Work order →
The response should consist of every line below, unchanged.

Working data →
------------------------------------------------------------------------
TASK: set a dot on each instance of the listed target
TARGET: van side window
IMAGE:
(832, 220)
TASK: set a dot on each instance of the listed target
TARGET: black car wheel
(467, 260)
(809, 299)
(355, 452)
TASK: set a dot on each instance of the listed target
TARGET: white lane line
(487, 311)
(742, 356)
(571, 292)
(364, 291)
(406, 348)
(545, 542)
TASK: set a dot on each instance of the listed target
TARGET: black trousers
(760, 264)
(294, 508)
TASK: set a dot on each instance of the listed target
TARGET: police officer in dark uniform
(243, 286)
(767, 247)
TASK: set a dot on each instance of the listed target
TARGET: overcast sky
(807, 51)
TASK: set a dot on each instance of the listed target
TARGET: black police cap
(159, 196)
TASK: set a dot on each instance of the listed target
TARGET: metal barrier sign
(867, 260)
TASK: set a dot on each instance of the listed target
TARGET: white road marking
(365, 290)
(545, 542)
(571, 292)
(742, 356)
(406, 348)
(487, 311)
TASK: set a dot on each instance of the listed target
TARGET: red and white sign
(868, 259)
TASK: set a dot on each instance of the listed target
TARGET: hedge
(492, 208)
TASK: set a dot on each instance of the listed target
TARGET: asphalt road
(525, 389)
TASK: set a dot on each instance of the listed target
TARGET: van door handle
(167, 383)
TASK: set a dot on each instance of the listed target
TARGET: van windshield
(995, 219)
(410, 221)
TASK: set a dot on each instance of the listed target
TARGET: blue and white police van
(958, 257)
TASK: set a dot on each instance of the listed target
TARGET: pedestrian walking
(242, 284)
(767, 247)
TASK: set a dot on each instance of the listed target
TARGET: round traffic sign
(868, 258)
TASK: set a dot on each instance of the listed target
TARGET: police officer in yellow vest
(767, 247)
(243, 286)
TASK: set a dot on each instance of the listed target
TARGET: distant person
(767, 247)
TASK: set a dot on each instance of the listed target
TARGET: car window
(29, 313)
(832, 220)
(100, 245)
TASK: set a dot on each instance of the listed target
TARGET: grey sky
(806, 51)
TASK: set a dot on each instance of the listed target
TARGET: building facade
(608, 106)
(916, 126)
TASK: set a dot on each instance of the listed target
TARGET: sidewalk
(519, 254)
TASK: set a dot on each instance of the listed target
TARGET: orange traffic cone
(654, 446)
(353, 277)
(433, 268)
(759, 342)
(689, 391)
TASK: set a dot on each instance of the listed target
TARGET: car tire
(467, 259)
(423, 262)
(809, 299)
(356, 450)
------------------------------------------------------------------------
Completed task →
TASK: set a dot on each instance of the listed target
TARGET: van side window
IMAGE:
(832, 220)
TASK: set a dot on each instance of the listed target
TARGET: black car wheel
(467, 260)
(809, 299)
(355, 452)
TASK: set a dot on each instance of the listed target
TARGET: white lane line
(487, 311)
(742, 356)
(571, 292)
(364, 291)
(406, 348)
(545, 542)
TASK: set a dot on each instance of the listed target
TARGET: black trousers
(760, 264)
(294, 508)
TASK: set a dot on each instance of the listed target
TARGET: police officer in dark uniform
(243, 286)
(767, 247)
TASK: set a dot on each instance of the listed target
TARGET: overcast sky
(807, 51)
TASK: set a dot on each instance of the listed target
TARGET: black police cap
(159, 196)
TASK: set a dot on each instance of the listed target
TARGET: metal barrier sign
(867, 260)
TASK: set a dot on each instance of the listed target
TARGET: white road marking
(365, 290)
(545, 542)
(571, 292)
(742, 356)
(406, 348)
(487, 311)
TASK: set a dot on each instance of the listed target
TARGET: red and white sign
(868, 259)
TASK: set a dot on each instance of the listed target
TARGET: hedge
(492, 208)
TASK: set a dot on each instance of the listed target
TARGET: asphalt road
(525, 389)
TASK: set a dot on each instance of the listed target
TARGET: van door handle
(167, 383)
TASK: set a dot on each instance of the listed target
TARGET: van windshield
(995, 219)
(410, 221)
TASK: set a dot on each instance of the listed target
TARGET: blue and white police van
(958, 257)
TASK: set a dot on each instance of the listed target
TARGET: pedestrian walking
(242, 284)
(767, 247)
TASK: set a dot on each instance of the listed target
TARGET: round traffic sign
(868, 258)
TASK: set a dot on each instance of the listed target
TARGET: police officer in yellow vest
(767, 247)
(243, 286)
TASK: set a dot on each instance of the listed target
TARGET: distant person
(767, 247)
TASK: set a dot on each instance of the listed target
TARGET: car window
(29, 313)
(832, 220)
(100, 245)
TASK: set a dot on each instance of the listed target
TARGET: grey sky
(806, 51)
TASK: set a dot on each instance of the listed target
TARGET: building facade
(608, 106)
(916, 126)
TASK: set a dot on each instance of the listed target
TARGET: sidewalk
(519, 254)
TASK: set a dot on each instance of the listed target
TARGET: orange traffic cone
(654, 446)
(353, 277)
(433, 268)
(759, 342)
(689, 391)
TASK: set a dot on each instance of the listed target
TARGET: car tire
(467, 259)
(423, 262)
(809, 299)
(356, 450)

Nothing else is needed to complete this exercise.